Task goal:
In the satellite-tracking extract below, condense the paragraph starting "Measurements of this kind were made" into a short bulleted list that keeps its main facts.

Source extract:
(begin)

Schematic of the 40-MHz interferometric aerial system at Cambridge. lt was actually modified from a 38-MHz radio telescope used on radio stars.

Two spaced dipoles are used, as shown above, giving an interference pattern consisting of multiple lobes as in the polar diagram below.

General form of the interference-pattern type of polar diagram produced by the spaced aerial system above.

A source of signals like a satellite passing through this pattern therefore produces an output from the receiver which goes through maxima and minima of the kind shown on the record.

At any particular height above ground a plan view of the minima between lobes takes the form of a hyperbolic pattern, as shown below.

Plan view of a horizontal plane cutting through the interference pattern from the previous diagram at a particular height. The hyperbolae represent the minima between lobes. The calculated points are fitted to these hyperbolae to give the track of the satellite.

The actual positions of these lines are established of course, from a knowledge of the geometry and geographical positioning of the aerial system (which is arranged on an accurately surveyed east-west line). Similar hyperbolic patterns can be drawn for all heights above ground. Thus, from the time intervals between minima on the record and the roughly known velocity of the satellite (derived from the period of rotation), it is possible to calculate a series of points with particular spacings on a straight line that will fit on to one of the hyberbolic patterns. In this way the track of the satellite relative to the aerial system can be found, as shown above, while the hyperbolic pattern in use will give the height.

Measurements of this kind were made not only at Cambridge (on the 40 MHz transmission) but also by the Royal Aircraft Establishment and the Royal Radar Establishment, both of whom used crossed interferometric aerial systems. All three establishments in addition took measurements of the changes in frequency produced by the Doppler effect. The results were used for calculating the velocity of the satellites and also for obtaining ranges from which the tracks could be obtained for correlation with the interferometric methods. To explain how the Doppler method is used to obtain this velocity and range information we again give a direct quotation from the Radio articles.

'The Doppler effect is concerned with the variations in frequency which are produced when the transmitter and receiver approach one another or move further apart from one another. The known principle is that when the source of the waves and the receiving station approach one another the frequency observed is higher than the emitted frequency. Conversely, if the transmitter and the receiver are receding from one another, the frequency as received will be lower than that emitted.'

'The speed of approach or recession of the satellite will vary according to a special pattern on account of the elliptical shape of the satellites orbit. It will readily be seen that it is not merely a question of approaching in a straight line at constant velocity and then passing the observer station and receding at the same constant velocity. The speed in relation to the receiving station will vary according to the angle of the particular section of the orbit in relation to the point of observation. When the angle between the direction of movement of the satellite and the direction of the waves received by the receiving station is greater than 900, the satellite commences to recede from the receiver; the velocity of this motion of recession gradually increases and reaches its maximum before the signals cease altogether. At first the signal will be found to have its maximum frequency, and then when the satellite gets near to the reception point the frequency will decrease somewhat, and finally, when the satellite is moving away from the observer, the frequency will decrease down to the minimum. This is shown in diagrammatical form below'.

(end)

(Saved data entries)
(begin)

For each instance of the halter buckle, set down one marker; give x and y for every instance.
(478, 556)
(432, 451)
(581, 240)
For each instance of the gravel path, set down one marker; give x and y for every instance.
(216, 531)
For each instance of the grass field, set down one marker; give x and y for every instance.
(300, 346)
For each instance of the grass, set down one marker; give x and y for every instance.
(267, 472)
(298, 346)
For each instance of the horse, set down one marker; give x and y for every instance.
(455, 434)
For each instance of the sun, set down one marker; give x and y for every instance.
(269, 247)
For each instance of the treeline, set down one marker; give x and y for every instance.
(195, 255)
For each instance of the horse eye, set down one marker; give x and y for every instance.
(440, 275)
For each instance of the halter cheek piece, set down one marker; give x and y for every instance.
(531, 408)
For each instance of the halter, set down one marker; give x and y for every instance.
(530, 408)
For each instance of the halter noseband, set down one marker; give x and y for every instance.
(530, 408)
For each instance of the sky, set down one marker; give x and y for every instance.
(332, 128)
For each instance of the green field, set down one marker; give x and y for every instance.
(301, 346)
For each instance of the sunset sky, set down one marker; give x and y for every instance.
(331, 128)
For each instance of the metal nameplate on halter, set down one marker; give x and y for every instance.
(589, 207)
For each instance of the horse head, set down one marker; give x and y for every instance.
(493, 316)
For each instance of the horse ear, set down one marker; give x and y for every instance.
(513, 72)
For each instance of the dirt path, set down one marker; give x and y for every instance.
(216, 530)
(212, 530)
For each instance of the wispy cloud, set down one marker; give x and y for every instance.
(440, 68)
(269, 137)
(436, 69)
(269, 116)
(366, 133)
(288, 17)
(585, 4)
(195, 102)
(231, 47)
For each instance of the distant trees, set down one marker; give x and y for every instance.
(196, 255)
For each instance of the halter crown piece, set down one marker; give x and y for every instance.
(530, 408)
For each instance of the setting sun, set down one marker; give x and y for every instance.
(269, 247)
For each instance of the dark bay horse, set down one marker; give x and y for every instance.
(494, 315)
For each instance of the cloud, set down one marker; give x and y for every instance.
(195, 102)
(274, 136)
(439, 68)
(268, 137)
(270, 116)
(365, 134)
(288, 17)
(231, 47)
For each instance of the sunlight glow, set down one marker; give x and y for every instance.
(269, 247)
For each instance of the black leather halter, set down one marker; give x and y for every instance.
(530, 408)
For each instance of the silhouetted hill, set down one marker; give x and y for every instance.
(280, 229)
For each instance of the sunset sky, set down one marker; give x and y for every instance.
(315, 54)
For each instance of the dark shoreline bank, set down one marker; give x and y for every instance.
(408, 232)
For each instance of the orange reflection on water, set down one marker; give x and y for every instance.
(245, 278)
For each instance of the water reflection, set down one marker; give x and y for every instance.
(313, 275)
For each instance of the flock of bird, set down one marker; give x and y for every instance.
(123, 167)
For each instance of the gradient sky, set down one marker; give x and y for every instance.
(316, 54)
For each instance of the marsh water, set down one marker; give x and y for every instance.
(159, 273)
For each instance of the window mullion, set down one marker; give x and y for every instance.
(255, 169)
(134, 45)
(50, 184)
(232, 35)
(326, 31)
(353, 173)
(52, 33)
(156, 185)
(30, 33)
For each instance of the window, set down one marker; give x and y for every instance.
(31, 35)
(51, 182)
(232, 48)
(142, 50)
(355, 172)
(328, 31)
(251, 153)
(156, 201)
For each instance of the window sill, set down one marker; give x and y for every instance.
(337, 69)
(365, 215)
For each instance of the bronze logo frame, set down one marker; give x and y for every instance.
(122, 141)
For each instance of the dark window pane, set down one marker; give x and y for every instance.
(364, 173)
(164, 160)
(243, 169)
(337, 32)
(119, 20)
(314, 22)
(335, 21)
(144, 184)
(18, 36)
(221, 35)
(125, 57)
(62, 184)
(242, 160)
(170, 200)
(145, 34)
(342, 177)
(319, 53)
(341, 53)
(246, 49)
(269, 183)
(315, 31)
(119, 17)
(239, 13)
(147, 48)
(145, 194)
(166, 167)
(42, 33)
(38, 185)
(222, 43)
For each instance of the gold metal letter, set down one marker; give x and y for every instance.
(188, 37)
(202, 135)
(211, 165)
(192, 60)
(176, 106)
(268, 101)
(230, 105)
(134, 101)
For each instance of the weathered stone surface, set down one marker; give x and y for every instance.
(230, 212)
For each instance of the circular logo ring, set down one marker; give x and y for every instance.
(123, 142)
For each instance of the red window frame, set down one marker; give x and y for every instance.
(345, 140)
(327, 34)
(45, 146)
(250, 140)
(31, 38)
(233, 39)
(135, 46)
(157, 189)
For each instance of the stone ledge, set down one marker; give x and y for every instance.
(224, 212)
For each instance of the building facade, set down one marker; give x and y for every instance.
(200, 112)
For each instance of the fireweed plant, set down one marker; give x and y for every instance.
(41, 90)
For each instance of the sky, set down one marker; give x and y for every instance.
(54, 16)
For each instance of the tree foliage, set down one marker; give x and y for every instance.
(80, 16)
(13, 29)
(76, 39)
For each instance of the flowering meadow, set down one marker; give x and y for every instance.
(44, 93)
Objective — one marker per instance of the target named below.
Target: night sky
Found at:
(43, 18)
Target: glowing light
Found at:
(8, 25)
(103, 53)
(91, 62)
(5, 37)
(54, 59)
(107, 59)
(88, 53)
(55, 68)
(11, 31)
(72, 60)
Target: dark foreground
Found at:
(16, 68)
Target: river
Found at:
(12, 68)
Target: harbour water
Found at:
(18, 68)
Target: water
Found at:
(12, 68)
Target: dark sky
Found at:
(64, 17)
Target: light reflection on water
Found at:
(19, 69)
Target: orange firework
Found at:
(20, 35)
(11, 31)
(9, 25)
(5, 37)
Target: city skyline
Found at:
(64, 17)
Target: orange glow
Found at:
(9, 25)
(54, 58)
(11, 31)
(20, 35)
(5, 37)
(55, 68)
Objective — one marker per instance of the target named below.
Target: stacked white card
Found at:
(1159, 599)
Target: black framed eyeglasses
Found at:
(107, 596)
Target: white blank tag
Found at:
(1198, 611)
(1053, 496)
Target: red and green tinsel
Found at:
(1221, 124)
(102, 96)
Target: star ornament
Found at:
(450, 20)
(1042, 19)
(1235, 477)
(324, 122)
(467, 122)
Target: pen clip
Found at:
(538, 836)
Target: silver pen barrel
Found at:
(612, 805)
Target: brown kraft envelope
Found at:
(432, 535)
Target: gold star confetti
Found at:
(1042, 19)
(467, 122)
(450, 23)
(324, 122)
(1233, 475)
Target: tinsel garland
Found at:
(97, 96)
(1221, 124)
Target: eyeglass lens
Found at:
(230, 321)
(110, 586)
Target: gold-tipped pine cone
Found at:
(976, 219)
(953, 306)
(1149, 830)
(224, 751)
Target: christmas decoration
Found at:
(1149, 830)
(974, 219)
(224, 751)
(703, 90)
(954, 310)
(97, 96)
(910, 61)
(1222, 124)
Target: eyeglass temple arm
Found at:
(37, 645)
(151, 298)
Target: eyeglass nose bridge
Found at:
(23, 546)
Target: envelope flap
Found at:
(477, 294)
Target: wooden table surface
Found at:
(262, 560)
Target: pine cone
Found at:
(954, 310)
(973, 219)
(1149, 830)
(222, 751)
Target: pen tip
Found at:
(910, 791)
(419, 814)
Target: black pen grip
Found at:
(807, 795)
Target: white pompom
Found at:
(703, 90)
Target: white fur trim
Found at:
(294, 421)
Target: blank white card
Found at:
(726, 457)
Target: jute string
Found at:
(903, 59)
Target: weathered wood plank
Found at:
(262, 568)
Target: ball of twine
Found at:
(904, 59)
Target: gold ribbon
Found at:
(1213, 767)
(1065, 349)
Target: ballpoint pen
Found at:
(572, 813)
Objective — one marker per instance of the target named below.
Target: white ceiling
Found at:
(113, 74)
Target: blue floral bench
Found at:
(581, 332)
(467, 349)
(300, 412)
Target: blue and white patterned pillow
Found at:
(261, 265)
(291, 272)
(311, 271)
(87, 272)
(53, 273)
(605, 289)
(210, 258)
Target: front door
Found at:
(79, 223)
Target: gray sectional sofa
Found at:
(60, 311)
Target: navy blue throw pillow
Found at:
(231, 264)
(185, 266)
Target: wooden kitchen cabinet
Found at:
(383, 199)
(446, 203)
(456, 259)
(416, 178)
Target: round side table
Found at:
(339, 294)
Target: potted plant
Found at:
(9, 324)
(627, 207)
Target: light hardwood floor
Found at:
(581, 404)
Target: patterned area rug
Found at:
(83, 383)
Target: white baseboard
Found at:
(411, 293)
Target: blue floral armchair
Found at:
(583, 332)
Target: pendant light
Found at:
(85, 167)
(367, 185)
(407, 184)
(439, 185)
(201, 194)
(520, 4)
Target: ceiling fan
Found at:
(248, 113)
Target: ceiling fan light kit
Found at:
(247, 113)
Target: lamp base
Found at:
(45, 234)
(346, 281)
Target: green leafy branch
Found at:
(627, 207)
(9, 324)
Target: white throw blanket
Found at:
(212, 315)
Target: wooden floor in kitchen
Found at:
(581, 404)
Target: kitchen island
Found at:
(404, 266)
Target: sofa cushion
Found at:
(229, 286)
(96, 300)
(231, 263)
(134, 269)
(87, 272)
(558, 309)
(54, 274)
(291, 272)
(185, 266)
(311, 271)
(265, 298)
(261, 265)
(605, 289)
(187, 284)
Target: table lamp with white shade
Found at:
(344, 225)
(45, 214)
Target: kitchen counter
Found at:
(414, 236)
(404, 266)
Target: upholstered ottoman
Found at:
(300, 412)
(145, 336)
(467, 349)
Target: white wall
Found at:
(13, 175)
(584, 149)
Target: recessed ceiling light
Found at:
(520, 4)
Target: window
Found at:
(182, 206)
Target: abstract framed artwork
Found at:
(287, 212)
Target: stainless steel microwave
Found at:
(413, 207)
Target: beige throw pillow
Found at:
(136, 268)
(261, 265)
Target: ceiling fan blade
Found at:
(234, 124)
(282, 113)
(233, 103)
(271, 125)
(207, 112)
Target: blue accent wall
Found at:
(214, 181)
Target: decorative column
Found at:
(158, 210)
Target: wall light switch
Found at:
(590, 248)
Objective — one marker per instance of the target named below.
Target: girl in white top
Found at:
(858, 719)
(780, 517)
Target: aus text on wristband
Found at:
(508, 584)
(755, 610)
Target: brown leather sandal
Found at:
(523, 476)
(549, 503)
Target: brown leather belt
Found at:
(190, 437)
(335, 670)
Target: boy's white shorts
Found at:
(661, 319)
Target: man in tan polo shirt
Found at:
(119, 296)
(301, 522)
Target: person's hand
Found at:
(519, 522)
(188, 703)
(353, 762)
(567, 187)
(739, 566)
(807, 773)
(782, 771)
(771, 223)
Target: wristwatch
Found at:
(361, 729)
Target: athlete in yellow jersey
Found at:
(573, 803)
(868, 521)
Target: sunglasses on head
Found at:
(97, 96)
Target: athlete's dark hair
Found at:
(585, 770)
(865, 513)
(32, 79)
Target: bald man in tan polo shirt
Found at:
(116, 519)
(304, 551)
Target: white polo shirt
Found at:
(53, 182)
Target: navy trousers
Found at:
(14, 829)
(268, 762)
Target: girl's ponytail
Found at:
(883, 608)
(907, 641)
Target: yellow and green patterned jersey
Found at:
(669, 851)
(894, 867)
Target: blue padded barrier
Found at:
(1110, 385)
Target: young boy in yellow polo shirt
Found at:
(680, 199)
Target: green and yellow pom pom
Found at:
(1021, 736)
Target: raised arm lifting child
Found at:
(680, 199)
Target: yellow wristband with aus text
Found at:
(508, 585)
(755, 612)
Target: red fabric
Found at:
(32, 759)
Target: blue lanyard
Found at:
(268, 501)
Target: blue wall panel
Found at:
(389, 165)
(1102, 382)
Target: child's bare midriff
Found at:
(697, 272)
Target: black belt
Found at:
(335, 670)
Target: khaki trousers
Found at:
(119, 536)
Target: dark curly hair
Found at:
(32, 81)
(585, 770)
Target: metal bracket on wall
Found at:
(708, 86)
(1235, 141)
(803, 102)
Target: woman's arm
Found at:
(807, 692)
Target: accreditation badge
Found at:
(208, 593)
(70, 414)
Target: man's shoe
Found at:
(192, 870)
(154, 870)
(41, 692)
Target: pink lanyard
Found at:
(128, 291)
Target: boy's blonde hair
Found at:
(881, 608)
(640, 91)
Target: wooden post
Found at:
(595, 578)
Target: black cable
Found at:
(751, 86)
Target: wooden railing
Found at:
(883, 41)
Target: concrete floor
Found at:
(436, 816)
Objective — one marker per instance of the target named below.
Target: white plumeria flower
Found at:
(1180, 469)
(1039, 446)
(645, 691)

(end)

Output for this task:
- Measurements of this kind were made at Cambridge on the 40 MHz transmission, and also by the Royal Aircraft Establishment and the Royal Radar Establishment. Both establishments used crossed interferometric aerial systems.
- All three establishments also measured the frequency changes produced by the Doppler effect.
- These results were used to calculate satellite velocities. They also gave ranges, from which tracks were obtained for correlation with the interferometric methods.
- A direct quotation from the Radio articles explains how the Doppler method gives velocity and range information.